Material for this task
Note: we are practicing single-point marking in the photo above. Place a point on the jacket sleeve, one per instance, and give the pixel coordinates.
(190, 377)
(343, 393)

...

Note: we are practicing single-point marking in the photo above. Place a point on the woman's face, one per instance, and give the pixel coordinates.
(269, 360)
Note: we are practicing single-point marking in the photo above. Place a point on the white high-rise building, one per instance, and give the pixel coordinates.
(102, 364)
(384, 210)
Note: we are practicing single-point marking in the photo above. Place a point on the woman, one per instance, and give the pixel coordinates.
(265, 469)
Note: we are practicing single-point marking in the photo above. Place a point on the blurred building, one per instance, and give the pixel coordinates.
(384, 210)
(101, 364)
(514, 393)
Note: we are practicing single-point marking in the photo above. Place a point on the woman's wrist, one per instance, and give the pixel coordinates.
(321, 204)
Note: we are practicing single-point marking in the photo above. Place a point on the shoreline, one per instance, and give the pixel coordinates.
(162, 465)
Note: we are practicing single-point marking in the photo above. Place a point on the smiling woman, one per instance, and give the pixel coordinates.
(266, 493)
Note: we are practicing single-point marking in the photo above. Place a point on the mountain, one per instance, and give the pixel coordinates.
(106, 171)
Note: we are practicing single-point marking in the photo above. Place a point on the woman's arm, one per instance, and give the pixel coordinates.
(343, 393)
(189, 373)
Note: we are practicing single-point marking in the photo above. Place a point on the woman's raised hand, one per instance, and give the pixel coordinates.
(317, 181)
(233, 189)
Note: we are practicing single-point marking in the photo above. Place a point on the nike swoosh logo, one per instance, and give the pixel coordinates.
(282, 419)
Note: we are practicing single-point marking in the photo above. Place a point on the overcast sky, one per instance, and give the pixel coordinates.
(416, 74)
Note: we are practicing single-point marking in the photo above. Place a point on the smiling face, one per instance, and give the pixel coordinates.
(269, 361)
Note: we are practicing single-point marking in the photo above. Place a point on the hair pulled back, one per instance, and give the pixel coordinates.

==

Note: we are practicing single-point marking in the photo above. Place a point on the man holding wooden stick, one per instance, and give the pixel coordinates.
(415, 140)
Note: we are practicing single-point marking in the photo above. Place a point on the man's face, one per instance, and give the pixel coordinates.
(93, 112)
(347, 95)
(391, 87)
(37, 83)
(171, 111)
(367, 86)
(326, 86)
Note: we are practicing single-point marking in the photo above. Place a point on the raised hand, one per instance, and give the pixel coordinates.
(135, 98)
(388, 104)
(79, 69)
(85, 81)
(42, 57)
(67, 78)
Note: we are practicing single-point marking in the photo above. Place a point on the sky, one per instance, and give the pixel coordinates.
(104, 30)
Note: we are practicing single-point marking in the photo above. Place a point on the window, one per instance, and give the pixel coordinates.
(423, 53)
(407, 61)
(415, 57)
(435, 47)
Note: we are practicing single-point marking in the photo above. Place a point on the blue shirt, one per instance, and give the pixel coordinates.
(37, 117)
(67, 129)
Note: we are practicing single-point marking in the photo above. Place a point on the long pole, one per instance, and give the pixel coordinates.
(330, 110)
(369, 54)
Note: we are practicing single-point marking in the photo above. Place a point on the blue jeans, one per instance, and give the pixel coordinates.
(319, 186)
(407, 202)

To do
With the line holding "smiling face, one" as the first and the line holding "on the hair" as the last, set down that range of the entries above exactly, and nothing else.

Solution to this exercise
Note: we are practicing single-point marking in the photo above. Place a point on the smiling face, one per instance, and give the pixel coordinates.
(269, 361)
Note: we are practicing single-point marking in the photo above. Place a point on the hair pulled back, one per instance, and give the pixel coordinates.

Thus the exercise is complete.